> [YOUR TASK]
Search the entries for lines with the string "clicks" and say how many there are, giving only the number.

> [DATA TO EXAMINE]
☆ ☆ ☆ ☆ ☆

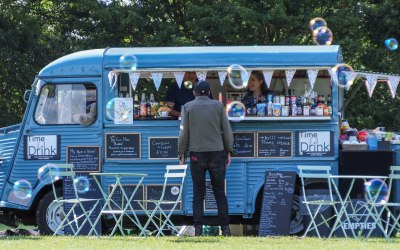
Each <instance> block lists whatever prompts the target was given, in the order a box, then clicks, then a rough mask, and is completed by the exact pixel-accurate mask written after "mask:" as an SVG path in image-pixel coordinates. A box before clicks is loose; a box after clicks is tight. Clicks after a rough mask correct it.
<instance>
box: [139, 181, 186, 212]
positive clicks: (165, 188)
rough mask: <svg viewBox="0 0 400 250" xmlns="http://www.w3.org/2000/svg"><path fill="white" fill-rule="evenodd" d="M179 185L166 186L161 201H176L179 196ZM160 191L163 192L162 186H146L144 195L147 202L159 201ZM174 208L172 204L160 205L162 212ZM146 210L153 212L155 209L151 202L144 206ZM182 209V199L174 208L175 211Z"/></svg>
mask: <svg viewBox="0 0 400 250" xmlns="http://www.w3.org/2000/svg"><path fill="white" fill-rule="evenodd" d="M181 188H182V187H181V185H180V184H176V185H175V184H168V185H166V187H165V193H164V198H163V200H168V201H176V200H177V199H178V196H179V192H181V191H182V190H181ZM162 190H163V185H159V184H155V185H146V195H147V200H159V199H160V198H161V195H162ZM173 206H174V204H172V203H168V204H161V205H160V207H161V209H163V210H166V211H168V210H171V208H172V207H173ZM146 208H147V209H148V210H153V209H154V208H155V205H154V203H153V202H148V203H147V204H146ZM181 209H182V197H181V199H180V201H179V203H178V205H177V206H176V208H175V210H181Z"/></svg>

☆ ☆ ☆ ☆ ☆

> [TASK ANSWER]
2